Segment Start: Text section

= Tom Wiggall =

British composer

Tom Wiggall is a British composer who writes music for film and for the stage. He has taught composition in the University of Birmingham, Birmingham Conservatoire and Birkbeck, University of London, the Royal College of Music, North London Collegiate School, Surbiton High School and Highgate School. Tom was also the Director of Music at Brighton College. He is currently Director of Music at Harrow International School Hong Kong.

Wiggall's work includes Alban, a community opera commissioned by St Albans Cathedral Music Trust and premiered in May 2009. He has composed an anthem for Southwell Minster and the title music for Faith in the Frame, a television series by Melvyn Bragg for ITV1. He has composed for many theatre projects and made arrangements for BBC Two's Friday Night is Music Night. Other work includes: 'Hic est enim', an Advent carol commissioned for Harrow School's 2011 Nine Lessons and Carols; 'Gloria' and 'Amor nos Semper Ducat', works for the combined choirs of Surbiton High School; music for IBM's recent X-force viral advertising campaign.

Segment End: Text section

§ **What you will do**
Copy out the entire passage on Tom Wiggall word for word. None of the rows are needed for this work.

Segment Start: Data under study

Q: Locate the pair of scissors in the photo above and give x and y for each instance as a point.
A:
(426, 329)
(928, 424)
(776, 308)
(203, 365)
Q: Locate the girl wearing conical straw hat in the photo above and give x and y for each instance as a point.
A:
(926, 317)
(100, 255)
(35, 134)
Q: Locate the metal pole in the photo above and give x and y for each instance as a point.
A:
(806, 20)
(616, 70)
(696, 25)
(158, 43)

Segment End: Data under study

§ **Expected answer**
= Tom Wiggall =

British composer

Tom Wiggall is a British composer who writes music for film and for the stage. He has taught composition in the University of Birmingham, Birmingham Conservatoire and Birkbeck, University of London, the Royal College of Music, North London Collegiate School, Surbiton High School and Highgate School. Tom was also the Director of Music at Brighton College. He is currently Director of Music at Harrow International School Hong Kong.

Wiggall's work includes Alban, a community opera commissioned by St Albans Cathedral Music Trust and premiered in May 2009. He has composed an anthem for Southwell Minster and the title music for Faith in the Frame, a television series by Melvyn Bragg for ITV1. He has composed for many theatre projects and made arrangements for BBC Two's Friday Night is Music Night. Other work includes: 'Hic est enim', an Advent carol commissioned for Harrow School's 2011 Nine Lessons and Carols; 'Gloria' and 'Amor nos Semper Ducat', works for the combined choirs of Surbiton High School; music for IBM's recent X-force viral advertising campaign.